ABOUT THIS TASK: In the data below, rename "positive clicks" to "foreground clicks" everywhere it occurs. Reproduce everything else without change.
*** MATERIALS PROVIDED ***
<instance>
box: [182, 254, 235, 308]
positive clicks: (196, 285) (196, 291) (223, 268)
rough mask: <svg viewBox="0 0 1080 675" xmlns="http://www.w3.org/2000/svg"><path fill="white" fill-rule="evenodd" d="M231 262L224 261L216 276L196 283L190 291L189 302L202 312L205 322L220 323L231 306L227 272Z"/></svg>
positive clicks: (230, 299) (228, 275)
*** End of MATERIALS PROVIDED ***
ANSWER BELOW:
<instance>
box: [182, 254, 235, 308]
foreground clicks: (196, 285) (196, 291) (223, 268)
rough mask: <svg viewBox="0 0 1080 675" xmlns="http://www.w3.org/2000/svg"><path fill="white" fill-rule="evenodd" d="M231 262L224 261L216 276L196 283L190 291L189 302L202 312L205 322L220 323L231 306L227 272Z"/></svg>
foreground clicks: (230, 299) (228, 275)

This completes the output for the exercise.